▸ Excerpted passage:

——————————

The world is continuing to experiment with lab-grown meat and dairy. But will consumers embrace the trend? By Andrea Graves
It feels like it has been a long time coming, but Impossible Burger patties finally arrived in Countdown supermarkets this month. The patties are vegan but meat-like thanks to the added blood. Not real blood, of course, but a version of blood's heme component that is created with biotech trickery.
The American-made patties are not entirely new to Aotearoa. Four years ago, Air New Zealand sparked a debate over the future of our agricultural industry when it became the first airline in the world to serve the meatless burgers to its premium customers. And they have been available at select eateries for several months.
For consumers, though, it means more choice. The Impossible Burger joins the Beyond Burger, which is also American, and several Kiwi options.
The "fake meat" industry has been the hottest new thing in Silicon Valley for several years now. Alternative sources of protein that still taste like meat are touted as essential to feed the planet, slow climate change, conserve water, reduce agricultural pollution and animal exploitation, and even ward off heart disease. A local survey by Rabobank and food-waste charity KiwiHarvest last April found 30 per cent of us want to eat less meat, and 45 per cent are open to trying meat alternatives.
Over the past few months, however, there have been signs investors are starting to get nervous about the future of plant-based meats. Declining sales and growing losses have been particularly damaging for Beyond Meat, the company behind Beyond Burger, which has seen its share price fall by nearly two-thirds since June last year.
The Financial Times reports sales of plant-based meat in the US declined by 0.5 per cent last year, after a 46 per cent rise in 2020. In the UK, sales tailed off in the second half of 2021, although they experienced a rebound in December.

——————————

▸ Exercise: Reproduce the article above on plant-based meat and consumer demand in full, word for word.

▸ Excerpted records:
——————————

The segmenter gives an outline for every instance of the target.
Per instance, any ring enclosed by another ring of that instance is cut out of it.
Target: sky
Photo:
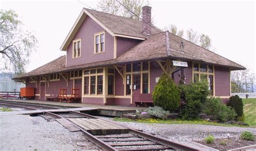
[[[98,1],[80,0],[96,9]],[[150,1],[154,23],[193,28],[209,35],[215,53],[256,71],[255,2],[250,1]],[[59,48],[83,7],[78,1],[3,1],[0,9],[12,9],[26,30],[35,32],[37,51],[27,71],[65,54]]]

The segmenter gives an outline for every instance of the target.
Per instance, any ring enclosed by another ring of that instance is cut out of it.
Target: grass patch
[[[242,98],[245,122],[256,127],[256,98]]]
[[[11,112],[12,111],[12,110],[9,109],[9,108],[1,108],[0,109],[0,111],[2,112]]]
[[[248,127],[248,126],[238,125],[234,124],[226,124],[223,123],[218,123],[212,121],[208,121],[206,120],[203,120],[200,119],[194,120],[185,120],[181,119],[173,119],[173,120],[163,120],[160,119],[137,119],[133,120],[127,118],[122,118],[116,117],[113,119],[114,121],[124,121],[124,122],[137,122],[137,123],[145,123],[150,124],[202,124],[202,125],[208,125],[214,126],[227,126],[227,127]]]

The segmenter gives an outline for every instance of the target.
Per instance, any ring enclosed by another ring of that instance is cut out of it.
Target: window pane
[[[104,43],[101,43],[100,44],[100,52],[103,52],[104,51]]]
[[[143,74],[142,77],[143,81],[143,93],[149,93],[149,74]]]
[[[143,70],[149,70],[149,62],[143,62]]]
[[[96,77],[95,76],[91,76],[91,94],[95,94],[96,80]]]
[[[99,35],[96,35],[96,45],[99,44]]]
[[[86,76],[84,77],[84,94],[89,94],[89,77]]]
[[[199,80],[199,74],[194,74],[194,82],[196,83]]]
[[[136,72],[136,71],[140,71],[140,68],[142,66],[140,65],[140,63],[133,63],[133,71]]]
[[[53,80],[53,75],[51,74],[51,76],[50,76],[50,80]]]
[[[130,73],[131,71],[131,64],[126,64],[126,73]]]
[[[207,72],[207,65],[205,64],[200,64],[200,71],[201,72]]]
[[[97,73],[98,74],[100,74],[100,73],[103,73],[103,69],[98,69],[97,70]]]
[[[96,73],[96,70],[91,70],[91,74],[94,74]]]
[[[212,95],[213,95],[213,75],[208,75],[208,83],[209,83],[209,90]]]
[[[71,74],[70,76],[71,76],[71,77],[74,77],[74,71],[71,71],[71,72],[70,72],[70,74]]]
[[[77,42],[77,56],[80,56],[80,49],[81,48],[81,41]]]
[[[207,75],[205,74],[201,74],[200,75],[200,80],[202,81],[202,80],[207,80]]]
[[[212,65],[208,65],[208,72],[211,73],[213,73],[213,66]]]
[[[140,89],[140,75],[133,75],[133,85],[135,85],[135,89]]]
[[[102,94],[103,92],[103,76],[100,75],[100,76],[97,76],[97,94]]]
[[[85,70],[85,71],[84,71],[84,74],[85,74],[85,75],[89,75],[89,74],[90,74],[90,70]]]
[[[194,63],[194,71],[198,71],[198,63]]]
[[[131,85],[131,75],[126,75],[126,95],[131,95],[131,89],[130,85]]]
[[[78,76],[78,71],[75,71],[75,77]]]
[[[114,94],[114,76],[109,75],[107,78],[107,95]]]
[[[107,69],[107,73],[110,74],[113,74],[114,73],[114,69],[113,68],[108,68]]]
[[[78,71],[79,71],[78,76],[82,76],[82,75],[83,75],[83,73],[82,73],[82,70],[79,70]]]

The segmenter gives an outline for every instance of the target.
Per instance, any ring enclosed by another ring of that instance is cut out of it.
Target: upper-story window
[[[60,77],[59,74],[53,74],[50,75],[50,81],[59,81]]]
[[[82,70],[70,71],[70,79],[82,78]]]
[[[105,52],[105,32],[95,34],[95,53]]]
[[[81,55],[81,39],[73,41],[73,58],[80,57]]]

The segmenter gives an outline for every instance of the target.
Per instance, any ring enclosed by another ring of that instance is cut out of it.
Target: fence
[[[1,92],[0,99],[19,99],[19,92]]]
[[[247,96],[248,98],[256,98],[256,93],[234,93],[231,94],[232,96],[235,95],[239,96],[240,98],[246,98]]]

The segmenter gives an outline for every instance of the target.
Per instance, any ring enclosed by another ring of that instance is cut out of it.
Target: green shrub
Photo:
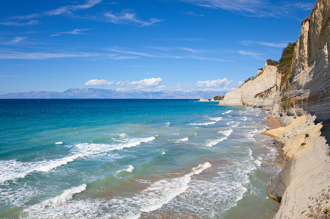
[[[271,59],[267,59],[266,61],[267,62],[267,64],[268,65],[277,66],[277,65],[279,64],[279,61],[278,61],[272,60]]]
[[[225,96],[223,95],[218,95],[214,97],[213,99],[214,100],[222,100],[224,97]]]
[[[293,52],[296,43],[289,43],[286,48],[283,49],[282,57],[279,61],[277,70],[281,75],[281,92],[283,93],[289,88],[290,82],[292,76],[291,64],[293,58]]]

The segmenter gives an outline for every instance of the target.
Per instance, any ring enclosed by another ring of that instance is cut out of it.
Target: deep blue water
[[[0,218],[262,218],[266,113],[190,100],[0,100]]]

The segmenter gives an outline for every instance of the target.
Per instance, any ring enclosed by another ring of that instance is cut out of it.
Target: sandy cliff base
[[[302,116],[264,134],[275,138],[288,158],[272,180],[270,195],[281,201],[274,218],[326,218],[330,207],[330,128]],[[307,135],[306,135],[307,134]]]

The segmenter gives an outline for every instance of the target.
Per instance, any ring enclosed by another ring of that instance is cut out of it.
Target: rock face
[[[198,102],[210,102],[210,101],[209,100],[209,99],[199,99]]]
[[[225,96],[223,95],[217,95],[212,98],[211,100],[210,101],[211,102],[218,102],[220,100],[223,100],[223,98]]]
[[[276,138],[289,158],[269,187],[270,196],[281,201],[275,219],[327,218],[322,214],[330,201],[330,127],[315,124],[316,117],[303,115],[286,127],[265,132]]]
[[[277,97],[271,112],[280,123],[287,125],[282,121],[287,120],[287,116],[308,114],[318,120],[330,118],[329,44],[330,1],[318,0],[309,18],[302,23],[288,89],[279,87],[279,79],[277,81]],[[286,107],[286,101],[293,104]]]
[[[219,105],[249,106],[269,110],[276,92],[277,68],[266,62],[262,70],[235,90],[226,94]]]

——————————

▸ Final answer:
The world is continuing to experiment with lab-grown meat and dairy. But will consumers embrace the trend? By Andrea Graves
It feels like it has been a long time coming, but Impossible Burger patties finally arrived in Countdown supermarkets this month. The patties are vegan but meat-like thanks to the added blood. Not real blood, of course, but a version of blood's heme component that is created with biotech trickery.
The American-made patties are not entirely new to Aotearoa. Four years ago, Air New Zealand sparked a debate over the future of our agricultural industry when it became the first airline in the world to serve the meatless burgers to its premium customers. And they have been available at select eateries for several months.
For consumers, though, it means more choice. The Impossible Burger joins the Beyond Burger, which is also American, and several Kiwi options.
The "fake meat" industry has been the hottest new thing in Silicon Valley for several years now. Alternative sources of protein that still taste like meat are touted as essential to feed the planet, slow climate change, conserve water, reduce agricultural pollution and animal exploitation, and even ward off heart disease. A local survey by Rabobank and food-waste charity KiwiHarvest last April found 30 per cent of us want to eat less meat, and 45 per cent are open to trying meat alternatives.
Over the past few months, however, there have been signs investors are starting to get nervous about the future of plant-based meats. Declining sales and growing losses have been particularly damaging for Beyond Meat, the company behind Beyond Burger, which has seen its share price fall by nearly two-thirds since June last year.
The Financial Times reports sales of plant-based meat in the US declined by 0.5 per cent last year, after a 46 per cent rise in 2020. In the UK, sales tailed off in the second half of 2021, although they experienced a rebound in December.